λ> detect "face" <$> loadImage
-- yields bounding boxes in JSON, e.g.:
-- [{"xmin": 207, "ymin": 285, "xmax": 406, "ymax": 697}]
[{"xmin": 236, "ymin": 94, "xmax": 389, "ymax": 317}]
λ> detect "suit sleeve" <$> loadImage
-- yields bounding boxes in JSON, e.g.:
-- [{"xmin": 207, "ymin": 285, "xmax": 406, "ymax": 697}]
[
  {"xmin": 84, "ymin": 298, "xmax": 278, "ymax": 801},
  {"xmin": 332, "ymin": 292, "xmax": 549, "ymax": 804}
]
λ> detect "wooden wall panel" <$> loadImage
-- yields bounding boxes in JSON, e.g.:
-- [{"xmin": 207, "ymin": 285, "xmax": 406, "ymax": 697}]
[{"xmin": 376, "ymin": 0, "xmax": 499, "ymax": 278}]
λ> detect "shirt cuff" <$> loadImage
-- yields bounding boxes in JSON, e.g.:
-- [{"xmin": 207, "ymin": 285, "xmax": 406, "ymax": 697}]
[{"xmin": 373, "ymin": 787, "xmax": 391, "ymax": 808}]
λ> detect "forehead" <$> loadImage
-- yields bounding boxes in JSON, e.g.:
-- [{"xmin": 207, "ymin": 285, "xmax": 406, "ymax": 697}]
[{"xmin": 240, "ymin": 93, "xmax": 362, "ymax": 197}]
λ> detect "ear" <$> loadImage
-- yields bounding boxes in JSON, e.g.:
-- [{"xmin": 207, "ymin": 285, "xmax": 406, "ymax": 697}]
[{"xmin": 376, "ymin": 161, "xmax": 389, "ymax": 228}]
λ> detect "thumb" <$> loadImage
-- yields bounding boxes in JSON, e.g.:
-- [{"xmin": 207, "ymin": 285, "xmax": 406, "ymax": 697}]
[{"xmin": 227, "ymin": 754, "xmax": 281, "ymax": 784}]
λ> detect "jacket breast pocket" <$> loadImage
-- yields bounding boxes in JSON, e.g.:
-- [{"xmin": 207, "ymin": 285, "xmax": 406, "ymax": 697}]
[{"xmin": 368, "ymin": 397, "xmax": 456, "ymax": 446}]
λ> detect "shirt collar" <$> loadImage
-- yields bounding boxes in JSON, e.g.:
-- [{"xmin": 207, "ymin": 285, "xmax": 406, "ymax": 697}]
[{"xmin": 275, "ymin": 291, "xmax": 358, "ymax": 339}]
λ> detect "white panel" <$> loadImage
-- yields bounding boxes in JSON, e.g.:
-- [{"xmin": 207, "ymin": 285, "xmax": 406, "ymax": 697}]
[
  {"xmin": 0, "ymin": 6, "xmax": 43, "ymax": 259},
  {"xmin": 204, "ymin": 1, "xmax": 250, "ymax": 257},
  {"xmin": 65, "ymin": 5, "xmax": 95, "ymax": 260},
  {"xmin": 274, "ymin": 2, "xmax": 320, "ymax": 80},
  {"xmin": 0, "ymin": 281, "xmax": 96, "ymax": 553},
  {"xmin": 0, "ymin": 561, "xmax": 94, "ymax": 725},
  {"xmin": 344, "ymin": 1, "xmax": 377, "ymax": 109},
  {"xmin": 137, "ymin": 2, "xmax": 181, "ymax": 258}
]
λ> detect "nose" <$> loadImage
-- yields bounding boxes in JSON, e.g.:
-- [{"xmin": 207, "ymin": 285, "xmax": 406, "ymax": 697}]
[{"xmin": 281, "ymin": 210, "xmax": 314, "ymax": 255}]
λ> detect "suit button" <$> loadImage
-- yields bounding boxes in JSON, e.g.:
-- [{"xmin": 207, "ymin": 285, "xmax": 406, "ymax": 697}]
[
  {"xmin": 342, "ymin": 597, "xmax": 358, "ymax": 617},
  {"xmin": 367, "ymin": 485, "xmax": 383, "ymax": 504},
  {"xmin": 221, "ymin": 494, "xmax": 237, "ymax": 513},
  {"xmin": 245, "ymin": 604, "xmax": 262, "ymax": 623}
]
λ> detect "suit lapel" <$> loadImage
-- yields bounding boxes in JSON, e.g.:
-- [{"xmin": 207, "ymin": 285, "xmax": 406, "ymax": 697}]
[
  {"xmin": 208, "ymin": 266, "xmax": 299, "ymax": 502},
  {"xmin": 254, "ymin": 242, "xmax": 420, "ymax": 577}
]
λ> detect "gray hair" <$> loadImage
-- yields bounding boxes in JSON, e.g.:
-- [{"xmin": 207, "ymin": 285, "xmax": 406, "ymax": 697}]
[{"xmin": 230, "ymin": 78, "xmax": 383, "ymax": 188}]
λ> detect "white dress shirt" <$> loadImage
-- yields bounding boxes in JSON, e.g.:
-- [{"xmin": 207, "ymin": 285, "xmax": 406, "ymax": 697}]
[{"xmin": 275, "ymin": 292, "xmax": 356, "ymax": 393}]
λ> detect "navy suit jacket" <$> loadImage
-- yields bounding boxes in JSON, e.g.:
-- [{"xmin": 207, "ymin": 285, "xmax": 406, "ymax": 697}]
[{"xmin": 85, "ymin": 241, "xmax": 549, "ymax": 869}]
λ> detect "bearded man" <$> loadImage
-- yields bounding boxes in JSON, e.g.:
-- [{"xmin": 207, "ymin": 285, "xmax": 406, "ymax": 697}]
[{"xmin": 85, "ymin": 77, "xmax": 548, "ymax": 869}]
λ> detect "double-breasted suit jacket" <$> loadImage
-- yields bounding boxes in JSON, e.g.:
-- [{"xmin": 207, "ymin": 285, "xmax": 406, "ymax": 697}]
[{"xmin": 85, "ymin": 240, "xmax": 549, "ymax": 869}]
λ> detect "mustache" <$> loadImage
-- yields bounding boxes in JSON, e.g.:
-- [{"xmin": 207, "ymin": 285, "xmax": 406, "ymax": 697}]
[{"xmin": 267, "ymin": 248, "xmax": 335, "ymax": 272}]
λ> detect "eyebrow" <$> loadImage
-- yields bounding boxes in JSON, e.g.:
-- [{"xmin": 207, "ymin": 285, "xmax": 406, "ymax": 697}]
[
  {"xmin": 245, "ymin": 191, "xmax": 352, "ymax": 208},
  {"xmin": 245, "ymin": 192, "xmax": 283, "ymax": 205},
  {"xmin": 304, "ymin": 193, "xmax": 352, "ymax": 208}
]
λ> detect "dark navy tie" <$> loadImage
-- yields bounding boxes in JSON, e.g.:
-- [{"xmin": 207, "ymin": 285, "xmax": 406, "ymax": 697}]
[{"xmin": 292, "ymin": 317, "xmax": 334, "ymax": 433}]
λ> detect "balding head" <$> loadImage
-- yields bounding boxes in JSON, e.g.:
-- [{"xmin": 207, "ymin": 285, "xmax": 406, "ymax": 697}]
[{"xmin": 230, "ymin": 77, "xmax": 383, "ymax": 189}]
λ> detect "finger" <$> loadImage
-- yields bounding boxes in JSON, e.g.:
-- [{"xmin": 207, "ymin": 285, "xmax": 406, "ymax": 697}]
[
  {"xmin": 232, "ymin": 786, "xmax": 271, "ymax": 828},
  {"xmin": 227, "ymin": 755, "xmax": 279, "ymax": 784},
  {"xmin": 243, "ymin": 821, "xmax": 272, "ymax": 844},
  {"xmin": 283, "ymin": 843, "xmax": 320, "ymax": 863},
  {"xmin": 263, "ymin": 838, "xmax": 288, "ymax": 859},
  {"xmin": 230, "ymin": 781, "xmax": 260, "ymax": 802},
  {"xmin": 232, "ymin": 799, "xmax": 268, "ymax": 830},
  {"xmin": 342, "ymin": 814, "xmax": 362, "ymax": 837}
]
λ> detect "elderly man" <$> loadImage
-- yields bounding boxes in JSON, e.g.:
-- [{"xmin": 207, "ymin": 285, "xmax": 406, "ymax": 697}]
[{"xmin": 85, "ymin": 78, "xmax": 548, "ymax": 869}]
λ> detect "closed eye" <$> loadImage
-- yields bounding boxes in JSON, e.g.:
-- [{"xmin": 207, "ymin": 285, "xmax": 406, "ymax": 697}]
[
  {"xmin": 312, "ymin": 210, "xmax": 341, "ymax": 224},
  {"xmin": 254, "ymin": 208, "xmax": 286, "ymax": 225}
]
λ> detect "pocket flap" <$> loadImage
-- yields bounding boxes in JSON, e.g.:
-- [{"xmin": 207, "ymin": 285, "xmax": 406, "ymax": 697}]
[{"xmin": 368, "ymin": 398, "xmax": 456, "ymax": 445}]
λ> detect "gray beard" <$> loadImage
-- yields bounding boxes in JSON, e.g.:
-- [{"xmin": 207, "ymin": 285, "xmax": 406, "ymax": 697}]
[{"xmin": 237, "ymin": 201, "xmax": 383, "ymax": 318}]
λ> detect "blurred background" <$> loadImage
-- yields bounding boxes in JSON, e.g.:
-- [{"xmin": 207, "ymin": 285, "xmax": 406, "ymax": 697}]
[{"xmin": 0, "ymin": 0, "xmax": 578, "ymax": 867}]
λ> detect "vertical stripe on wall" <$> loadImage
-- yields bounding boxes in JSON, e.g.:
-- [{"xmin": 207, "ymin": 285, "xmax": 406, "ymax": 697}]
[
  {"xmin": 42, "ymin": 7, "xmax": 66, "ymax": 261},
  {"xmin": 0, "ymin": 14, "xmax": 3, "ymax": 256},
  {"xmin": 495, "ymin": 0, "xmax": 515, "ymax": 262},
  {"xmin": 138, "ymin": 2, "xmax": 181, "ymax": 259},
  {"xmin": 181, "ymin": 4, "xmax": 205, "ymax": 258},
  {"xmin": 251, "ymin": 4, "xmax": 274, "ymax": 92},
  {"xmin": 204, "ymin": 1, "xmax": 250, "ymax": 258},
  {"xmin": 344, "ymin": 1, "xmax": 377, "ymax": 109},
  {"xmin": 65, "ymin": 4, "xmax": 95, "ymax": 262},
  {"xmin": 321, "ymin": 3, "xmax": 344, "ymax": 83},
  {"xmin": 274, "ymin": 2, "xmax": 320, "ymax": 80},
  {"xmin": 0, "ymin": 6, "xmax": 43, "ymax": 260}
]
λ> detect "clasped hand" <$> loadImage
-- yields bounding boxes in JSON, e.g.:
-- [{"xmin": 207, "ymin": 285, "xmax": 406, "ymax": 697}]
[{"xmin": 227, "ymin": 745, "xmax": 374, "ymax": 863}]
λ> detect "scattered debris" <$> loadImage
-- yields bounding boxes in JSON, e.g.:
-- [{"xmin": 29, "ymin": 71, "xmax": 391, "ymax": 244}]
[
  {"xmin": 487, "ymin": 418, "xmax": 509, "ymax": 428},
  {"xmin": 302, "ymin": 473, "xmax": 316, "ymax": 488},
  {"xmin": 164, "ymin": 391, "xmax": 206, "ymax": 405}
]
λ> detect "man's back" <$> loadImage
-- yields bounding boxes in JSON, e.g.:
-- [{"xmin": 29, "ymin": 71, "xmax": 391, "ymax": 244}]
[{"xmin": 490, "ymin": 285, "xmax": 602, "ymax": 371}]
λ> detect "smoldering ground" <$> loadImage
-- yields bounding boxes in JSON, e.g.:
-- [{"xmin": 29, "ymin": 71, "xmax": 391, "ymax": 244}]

·····

_ABOUT THIS TASK_:
Copy every line of the listing that contains the word "shirt".

_COMPLETED TASK_:
λ> detect "shirt cuff" <$> loadImage
λ> detect "shirt collar" <$> loadImage
λ> detect "white dress shirt" <$> loadImage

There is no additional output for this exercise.